Com um movimento ousado que desafia décadas de integração vertical no setor agroindustrial, a Fonterra anunciou que irá desinvestir totalmente de suas marcas de consumo e focar seus esforços nos segmentos de ingredientes B2B e foodservice.
A decisão marca uma mudança profunda de estratégia e promete reverberar em toda a cadeia láctea global — da genética à precificação no campo.
A cooperativa, que processa cerca de 15 bilhões de litros de leite por ano, colocou à venda ativos que representaram 19% do EBIT no primeiro semestre do ano fiscal 2024, incluindo marcas como Anchor, Mainland, Anlene, Anmum, Fernleaf e Western Star.
A operação deve render cerca de US$ 2,7 bilhões, e o processo de venda ou IPO está previsto para ocorrer em até 18 meses.
Lucro, foco e especialização
Embora o segmento de consumo tenha apresentado melhora (NZ$ 248 milhões em EBIT no FY24, ante -74 milhões no FY23), os maiores lucros continuam vindo do negócio de ingredientes (NZ$ 741 milhões) e foodservice (NZ$ 451 milhões), este último com crescimento anual de 81%.

Instrução — Extraia do texto sobre a Fonterra o trecho que começa em "Com um movimento" e termina em "B2B e foodservice.", sem alterar nada.

Linhas de um conjunto de dados:
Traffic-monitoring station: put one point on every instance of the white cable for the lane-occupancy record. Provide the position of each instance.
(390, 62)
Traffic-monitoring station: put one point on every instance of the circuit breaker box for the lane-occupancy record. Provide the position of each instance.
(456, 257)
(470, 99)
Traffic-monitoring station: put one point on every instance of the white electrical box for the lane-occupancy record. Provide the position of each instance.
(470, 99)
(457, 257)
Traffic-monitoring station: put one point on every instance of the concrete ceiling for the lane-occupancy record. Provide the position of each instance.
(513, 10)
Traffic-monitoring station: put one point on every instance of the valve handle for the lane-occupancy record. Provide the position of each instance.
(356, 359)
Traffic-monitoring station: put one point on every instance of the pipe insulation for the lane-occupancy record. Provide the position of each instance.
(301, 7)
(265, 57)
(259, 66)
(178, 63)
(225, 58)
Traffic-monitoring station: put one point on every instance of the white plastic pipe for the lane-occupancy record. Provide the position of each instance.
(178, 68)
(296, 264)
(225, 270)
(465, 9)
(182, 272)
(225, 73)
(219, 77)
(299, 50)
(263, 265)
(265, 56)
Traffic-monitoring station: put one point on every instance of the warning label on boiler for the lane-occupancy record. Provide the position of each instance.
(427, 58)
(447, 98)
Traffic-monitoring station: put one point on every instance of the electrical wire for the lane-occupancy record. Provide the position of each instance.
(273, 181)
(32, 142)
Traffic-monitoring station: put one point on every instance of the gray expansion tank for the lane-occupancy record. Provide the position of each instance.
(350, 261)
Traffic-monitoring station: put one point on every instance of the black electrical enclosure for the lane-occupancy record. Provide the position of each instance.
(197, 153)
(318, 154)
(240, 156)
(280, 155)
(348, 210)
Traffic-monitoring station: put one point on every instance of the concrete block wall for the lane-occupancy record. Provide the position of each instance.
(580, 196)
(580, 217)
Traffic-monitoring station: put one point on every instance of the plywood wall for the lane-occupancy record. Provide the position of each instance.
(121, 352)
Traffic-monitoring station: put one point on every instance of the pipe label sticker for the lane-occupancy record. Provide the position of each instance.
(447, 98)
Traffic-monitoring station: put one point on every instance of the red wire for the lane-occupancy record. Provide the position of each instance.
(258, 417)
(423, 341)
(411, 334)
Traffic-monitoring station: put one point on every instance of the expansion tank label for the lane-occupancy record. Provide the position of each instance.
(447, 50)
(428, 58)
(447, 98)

Resposta desenvolvida —
Com um movimento ousado que desafia décadas de integração vertical no setor agroindustrial, a Fonterra anunciou que irá desinvestir totalmente de suas marcas de consumo e focar seus esforços nos segmentos de ingredientes B2B e foodservice.